> Extrait fourni:
>>

Ne se trouve-t-on pas ici devant une des clés du mécanisme de l’économie cannibale décrit par Schumpeter ?
Peut-on imaginer qu’il puisse exister un lien entre l’existence de barrières à l’entrée sur un marché et la tentation de recours au downsizing pour les acteurs cotés qui s’y épanouissent ? Sous-entendu, que la seule véritable protection des salariés et actionnaires contre la démagogie de la petite minorité de ceux qui sont en compétition pour les meilleurs positions au sein de l’entreprise et de ses financiers est la recherche de la concurrence la plus libre et la moins faussée possible sur les marchés sur lesquels opère leur entreprise ? Dès lors, peut-on conclure qu’un salarié (ou un actionnaire) soucieux de son propre intérêt doit chercher à exercer dans un environnement ou existe la concurrence la plus libre et la moins faussée possible ?
Les licenciements boursiers sont un fantasme de l’extrême gauche. Ce qui fait évoluer les cours de bourse (hormis les taux d’intérêt) c’est l’évolution des perspectives de profit. Un plan social est généralement perçu comme indicatif de difficultés durables de la société, il est donc traité comme tel.
Plus précisément, l’effet sur le cours de bourse d’une telle annonce va dépendre du niveau d’information que la bourse avait déjà intégré dans le cours. Si le marché était pleinement conscient des difficultés du groupe et attendait que le management annonce une réaction et si le plan de licenciement convainc le marché qu’il peut permettre de redresser la barre, alors le cours montera. Si au contraire le marché pensait que tout allait bien ou si le plan ne paraît pas correspondre à la problématique stratégique de l’entreprise, le cours baissera.
C’est pour cela que le genre d’études citées par Surowiecki est très difficile à interpréter. On connaît précisément les dates d’annonces de plans sociaux et les évolutions consécutives du cours, mais il est très difficile (impossible?) de modéliser la perception préalable du marché.
Ceci dit, le ton de l’article est terriblement irritant. Insinuer que les dirigeants d’entreprise ne sont pas conscients de cela et qu’ils licencient pour booster leur cours de bourse est assez navrant. Pour ma part, je n’ai jamais rencontré un dirigeant qui ignorait avoir besoin de ressources pour se développer. Surowiecki semble très fier de découvrir cela aujourd’hui et s’empresse de nous l’expliquer doctement. J’attends avec impatience son prochain article où il nous apprendra que pour dégager un profit, il faut que les revenus soient supérieurs aux coûts.
Les études comportent-elles une analyse des évolutions dans le temps ? Il serait en effet intéressant de voir si "les marchés" ont cru à cette "règle" à une certaine période, puis l’ont abandonnée pour des jugements moins simplistes. Cela pourrait traduire une professionnalisation des analystes financiers et l’adoption de modèles et de critères de décision plus complexes.

<<

> Données:
>>

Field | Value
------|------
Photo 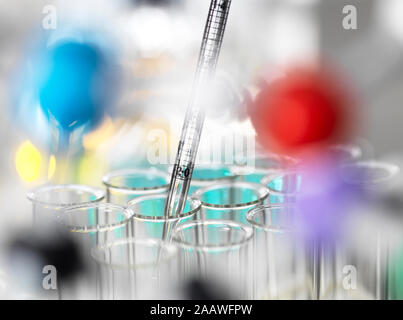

<<

> Consigne: Poursuivez le texte sur les plans sociaux et les cours de bourse en reprenant après sa dernière phrase.

> Corrigé:
Par ailleurs, s’il faut faire évoluer les représentations des dirigeants d’entreprises, cela concerne aussi tous ceux qui les conseillent, notamment les sociétés de conseil spécialisées dans le cost-killing. En effet, celles-ci ont tout intérêt à focaliser l’action sur des réductions de coûts visibles à court terme. La réduction de la masse salariale est la plus facile. La recherche de gains de productiité par l’amélioration de l’efficacité organisationelle et des compétences demande plus de travail… et de compétence!
Il me semblait avoir compris que les "marchés" discriminaient entre les licenciements annoncés dans le cadre d’une stratégie convaincante (raisons, objectifs, étapes bien identifiées, etc.) et les autres. Cela parait d’ailleurs assez logique.
C’est tout le problème de l’arbitrage entre la rentabilité à court terme et à long terme. Comme les bilans et les comptes d’exploitation ne reflètent pas ce qui touche au "goodwill", et que ces documents servent de première référence pour les marchés financiers, les entreprises ont trop souvent tendance à privilégier le court terme.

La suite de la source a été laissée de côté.